#### Exercise prompt
Provide the entries once more, identical in every word.

#### Stored entries
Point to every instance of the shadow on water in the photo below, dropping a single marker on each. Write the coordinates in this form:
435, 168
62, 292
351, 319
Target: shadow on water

#### Finished task
Point to every instance of the shadow on water in the photo below, dropping a single marker on each. Write the coordinates in this form:
435, 168
62, 292
351, 319
Target: shadow on water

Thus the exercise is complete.